OpenFly: A Comprehensive Platform for Aerial Vision-Language Navigation¶
Conference: ICLR 2026
arXiv: 2502.18041
Code: Yes (Open Source)
Area: 3D Vision
Keywords: Aerial VLN, UAV Navigation, Multi-Engine Rendering, Automatic Data Generation, Keyframe-Aware, 3D Gaussian Splatting
TL;DR¶
Constructs OpenFly, a comprehensive platform for Aerial Vision-Language Navigation (VLN): integrates 4 rendering engines (UE/GTA V/Google Earth/3DGS); develops a fully automatic data generation toolchain (point cloud acquisition → semantic segmentation → trajectory generation → GPT-4o instructions); builds a large-scale dataset of 100,000 trajectories across 18 scenes; proposes a keyframe-aware VLN model, OpenFly-Agent (Keyframe Selection + Visual Token Merging), which outperforms existing methods by 14.0% and 7.9% in Success Rate (SR) for seen and unseen scenes, respectively.
Background & Motivation¶
VLN Development: VLN is a core task in Embodied AI, requiring agents to navigate to targets based on linguistic instructions and visual observations. Extensive indoor/ground datasets (R2R, RxR, TouchDown, VLN-CE, etc.) have driven methodological progress. However, research into Unmanned Aerial Vehicles (UAVs)—critical for aerial photography, rescue, and logistics—remains insufficient.
Limitations of Prior Work: Pioneer works like AerialVLN and OpenUAV established initial aerial VLN datasets using AirSim + UE simulators but face three major challenges: limited data diversity, high collection costs, and small data scale.

§ DATA FOR ANALYSIS:
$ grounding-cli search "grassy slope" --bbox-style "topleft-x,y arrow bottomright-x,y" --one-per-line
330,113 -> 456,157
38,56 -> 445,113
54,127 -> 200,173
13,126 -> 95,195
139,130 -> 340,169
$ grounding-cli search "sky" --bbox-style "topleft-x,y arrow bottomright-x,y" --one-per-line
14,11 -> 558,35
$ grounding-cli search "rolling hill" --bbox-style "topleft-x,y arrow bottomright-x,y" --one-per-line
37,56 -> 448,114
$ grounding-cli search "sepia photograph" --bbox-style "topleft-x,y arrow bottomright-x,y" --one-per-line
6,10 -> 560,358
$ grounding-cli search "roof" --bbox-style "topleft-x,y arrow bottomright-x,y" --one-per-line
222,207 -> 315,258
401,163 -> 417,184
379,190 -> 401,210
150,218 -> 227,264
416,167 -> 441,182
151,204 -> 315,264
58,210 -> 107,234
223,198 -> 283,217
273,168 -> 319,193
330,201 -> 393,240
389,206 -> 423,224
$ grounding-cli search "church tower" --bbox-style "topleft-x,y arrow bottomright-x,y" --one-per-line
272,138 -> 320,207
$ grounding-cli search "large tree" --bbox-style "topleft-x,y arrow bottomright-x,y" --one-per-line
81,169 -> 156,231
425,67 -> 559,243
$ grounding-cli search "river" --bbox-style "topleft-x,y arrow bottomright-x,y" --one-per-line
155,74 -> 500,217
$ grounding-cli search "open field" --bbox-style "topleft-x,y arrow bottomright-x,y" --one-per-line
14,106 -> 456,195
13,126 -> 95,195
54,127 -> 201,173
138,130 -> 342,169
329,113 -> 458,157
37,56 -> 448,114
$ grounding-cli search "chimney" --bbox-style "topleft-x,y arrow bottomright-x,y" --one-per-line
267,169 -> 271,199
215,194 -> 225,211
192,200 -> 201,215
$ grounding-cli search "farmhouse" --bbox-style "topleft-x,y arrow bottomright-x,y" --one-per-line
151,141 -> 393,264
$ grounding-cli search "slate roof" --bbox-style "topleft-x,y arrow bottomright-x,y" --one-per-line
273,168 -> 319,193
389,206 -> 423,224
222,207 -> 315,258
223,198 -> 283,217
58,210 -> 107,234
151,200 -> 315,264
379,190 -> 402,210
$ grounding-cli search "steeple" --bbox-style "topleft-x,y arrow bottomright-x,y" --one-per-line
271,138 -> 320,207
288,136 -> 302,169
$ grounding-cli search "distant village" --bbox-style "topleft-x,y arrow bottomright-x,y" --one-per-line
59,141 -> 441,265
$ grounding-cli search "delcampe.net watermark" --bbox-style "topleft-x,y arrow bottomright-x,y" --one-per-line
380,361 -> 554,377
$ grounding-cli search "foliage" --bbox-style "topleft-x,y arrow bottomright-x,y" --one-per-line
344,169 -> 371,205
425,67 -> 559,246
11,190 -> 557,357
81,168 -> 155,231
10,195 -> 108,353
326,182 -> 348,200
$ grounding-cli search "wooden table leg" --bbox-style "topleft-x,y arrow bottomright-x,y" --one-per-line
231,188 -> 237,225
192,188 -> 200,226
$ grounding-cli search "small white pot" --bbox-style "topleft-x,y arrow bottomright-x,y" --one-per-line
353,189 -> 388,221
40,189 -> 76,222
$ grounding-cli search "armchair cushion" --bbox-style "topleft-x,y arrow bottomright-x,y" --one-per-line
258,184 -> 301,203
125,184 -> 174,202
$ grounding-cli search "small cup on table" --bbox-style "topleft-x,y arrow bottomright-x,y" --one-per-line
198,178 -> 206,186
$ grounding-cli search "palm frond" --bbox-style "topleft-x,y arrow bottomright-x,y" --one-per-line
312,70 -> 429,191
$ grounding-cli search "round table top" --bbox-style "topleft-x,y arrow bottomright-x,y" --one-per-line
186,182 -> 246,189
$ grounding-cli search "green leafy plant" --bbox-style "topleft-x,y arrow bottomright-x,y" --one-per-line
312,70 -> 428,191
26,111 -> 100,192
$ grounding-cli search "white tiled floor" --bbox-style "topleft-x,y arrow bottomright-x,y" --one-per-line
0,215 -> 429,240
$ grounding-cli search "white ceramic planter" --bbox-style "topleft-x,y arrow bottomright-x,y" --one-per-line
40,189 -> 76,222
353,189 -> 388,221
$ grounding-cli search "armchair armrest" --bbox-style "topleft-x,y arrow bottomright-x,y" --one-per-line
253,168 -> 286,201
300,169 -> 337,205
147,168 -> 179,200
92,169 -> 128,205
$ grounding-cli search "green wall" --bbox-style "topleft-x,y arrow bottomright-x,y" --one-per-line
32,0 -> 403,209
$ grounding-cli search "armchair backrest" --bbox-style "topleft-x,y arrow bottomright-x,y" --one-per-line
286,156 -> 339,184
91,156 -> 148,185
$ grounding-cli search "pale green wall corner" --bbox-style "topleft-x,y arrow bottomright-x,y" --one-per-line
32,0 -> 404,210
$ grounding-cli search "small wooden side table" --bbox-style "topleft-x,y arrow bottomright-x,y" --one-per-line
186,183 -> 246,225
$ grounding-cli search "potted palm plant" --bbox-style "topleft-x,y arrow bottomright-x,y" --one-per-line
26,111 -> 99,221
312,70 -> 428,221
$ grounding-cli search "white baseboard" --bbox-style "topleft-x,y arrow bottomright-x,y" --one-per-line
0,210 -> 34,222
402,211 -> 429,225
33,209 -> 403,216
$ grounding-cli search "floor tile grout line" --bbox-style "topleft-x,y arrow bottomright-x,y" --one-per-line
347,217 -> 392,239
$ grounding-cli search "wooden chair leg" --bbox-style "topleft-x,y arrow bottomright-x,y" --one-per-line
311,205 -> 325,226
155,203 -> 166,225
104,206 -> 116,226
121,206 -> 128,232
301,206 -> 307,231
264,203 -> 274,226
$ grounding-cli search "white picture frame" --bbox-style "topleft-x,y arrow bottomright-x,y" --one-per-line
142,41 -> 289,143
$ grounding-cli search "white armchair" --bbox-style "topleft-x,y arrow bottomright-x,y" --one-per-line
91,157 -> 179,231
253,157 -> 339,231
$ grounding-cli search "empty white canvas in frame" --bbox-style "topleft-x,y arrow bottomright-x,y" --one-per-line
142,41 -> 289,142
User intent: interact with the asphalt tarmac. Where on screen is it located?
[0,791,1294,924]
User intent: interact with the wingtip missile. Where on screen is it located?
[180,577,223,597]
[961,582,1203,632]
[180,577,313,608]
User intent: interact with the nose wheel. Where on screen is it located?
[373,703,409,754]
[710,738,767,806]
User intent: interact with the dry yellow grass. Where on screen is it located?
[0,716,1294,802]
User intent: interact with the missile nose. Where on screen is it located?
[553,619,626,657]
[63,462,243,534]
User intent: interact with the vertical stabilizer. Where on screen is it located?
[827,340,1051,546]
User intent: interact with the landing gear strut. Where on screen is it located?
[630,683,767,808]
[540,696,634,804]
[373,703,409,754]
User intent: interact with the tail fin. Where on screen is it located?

§ TASKS FOR THIS EXERCISE:
**A)** In the OpenFly summary, rewrite the paragraph beginning "VLN Development:" as a short bulleted list that keeps its main facts.
**B)** Carry the OpenFly summary forward from its last sentence, in the same style.

§ ANSWER SECTION:
**A)**
- VLN is a core Embodied AI task: agents navigate to targets using linguistic instructions and visual observations.
- Many indoor and ground datasets (R2R, RxR, TouchDown, VLN-CE, etc.) have advanced the methods.
- Research on UAVs, which matter for aerial photography, rescue, and logistics, is still insufficient.

**B)**
Data Diversity Bottleneck: Prior methods rely on AirSim and Unreal Engine for UAV control, restricting them to assets compatible with these platforms. This limits environmental diversity and realism, hindering the inclusion of high-fidelity data sources.
High Manual Annotation Cost: Trajectory generation traditionally depends on pilots operating UAVs in simulators, followed by manual instruction writing. This workflow is labor-intensive, time-consuming, and difficult to scale.
Insufficient Data Scale: Current aerial VLN datasets contain only about 10,000 trajectories, lagging far behind robot manipulation fields—where Open X-Embodiment and EO-1 have collected over 1 million episodes. This data scarcity severely limits model capabilities.
Core Idea: (1) Multi-engine integration → Solve diversity; (2) Fully automatic toolchain → Solve cost; (3) 100k-scale dataset → Solve scale; (4) Keyframe-aware model → Solve visual redundancy in long sequences.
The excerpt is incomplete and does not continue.